→ PROVIDED PASSAGE:
## BEGIN

So why is the telescope named after Edwin Hubble then?
After some years of teaching at the university back in the US and after serving in WWI as a major, he returned to the Yerkes Observatory at the University of Chicago, where he finished his Ph.D. in 1917. The topic of his thesis was ‘Photographic Investigations of Faint Nebulae‘ (it only consists of 17 pages, a fact that possibly makes every PhD student cry nowadays). At that time, these nebulae were still considered to be part of the Milky Way, something that was waiting for a real genius and careful observer to be revealed as a mistake.

The Hooker Telescope
In 1919, Hubble took on a staff position in California at the Mount Wilson Observatory near Pasadena where he stayed until his death in 1953. Just 2 years previously, a new telescope had been finished at the site, the Hooker telescope (the slightly unfortunate name comes from John D. Hooker who funded the project), a 100-inch Reflector telescope, which today is still there and, after some recent upgrades and modifications (although preserving the historical origin wherever possible), is again used for scientific purposes. With its ‘adaptive optics’ system (see next post) its resolution today is 0.05 arcsec, the same as resolution of the HST. From 1917 to 1948, the Hooker telescope was the world’s largest telescope.
Hubble used this new, state-of-the-art telescope to continue the work on nebulae that he had started in Chicago by identifying Cepheid variable stars in them. Cepheids have the very convenient characteristic, that the period of their variability is a simple function of their brightness. So by measuring their period, astronomers can immediately tell how bright these objects are in a standard system. Measuring their apparent brightness allows to measure their actual distance. By doing this, Hubble noticed that they are far too distant to be part of our own galaxy, but instead are extragalactic systems, islands of stars (and possibly life) in the vast nothingness of space. Other distant ‘Milkyways’, just like our own.
We now call them ‘galaxies’.
Being some of the closest galaxies to our own, most of the objects that he worked on are now very famous, some also through images by the HST. The most famous of all is possibly M31, the closest big galaxy to our own, the Andromeda galaxy, or what Hubble called it, the Andromeda Nebula.

## END

→ LISTED RECORDS:
## BEGIN

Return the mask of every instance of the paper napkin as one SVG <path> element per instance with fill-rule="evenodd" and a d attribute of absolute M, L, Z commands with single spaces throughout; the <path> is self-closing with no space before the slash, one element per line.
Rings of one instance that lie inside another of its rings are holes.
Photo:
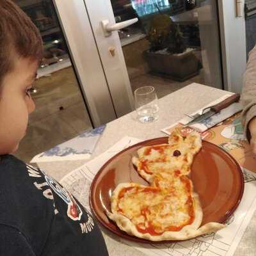
<path fill-rule="evenodd" d="M 106 125 L 86 131 L 52 148 L 35 156 L 30 163 L 87 159 L 92 154 Z"/>

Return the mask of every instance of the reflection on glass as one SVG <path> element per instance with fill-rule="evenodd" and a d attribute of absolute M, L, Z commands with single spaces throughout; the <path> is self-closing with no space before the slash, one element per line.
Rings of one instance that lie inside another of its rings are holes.
<path fill-rule="evenodd" d="M 222 88 L 214 0 L 111 0 L 132 89 L 159 86 L 158 97 L 193 82 Z M 161 87 L 161 88 L 160 88 Z"/>
<path fill-rule="evenodd" d="M 52 0 L 16 0 L 40 29 L 44 48 L 31 93 L 35 111 L 16 155 L 33 156 L 92 129 Z"/>
<path fill-rule="evenodd" d="M 132 5 L 139 17 L 170 8 L 168 0 L 132 0 Z"/>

## END

→ WHAT TO PRODUCE: Copy out the stretch of the Hubble passage from "Hubble used this" through "like our own.", putting "cycle" in place of "period".

→ REPLY TO THE TASK:
Hubble used this new, state-of-the-art telescope to continue the work on nebulae that he had started in Chicago by identifying Cepheid variable stars in them. Cepheids have the very convenient characteristic, that the cycle of their variability is a simple function of their brightness. So by measuring their cycle, astronomers can immediately tell how bright these objects are in a standard system. Measuring their apparent brightness allows to measure their actual distance. By doing this, Hubble noticed that they are far too distant to be part of our own galaxy, but instead are extragalactic systems, islands of stars (and possibly life) in the vast nothingness of space. Other distant ‘Milkyways’, just like our own.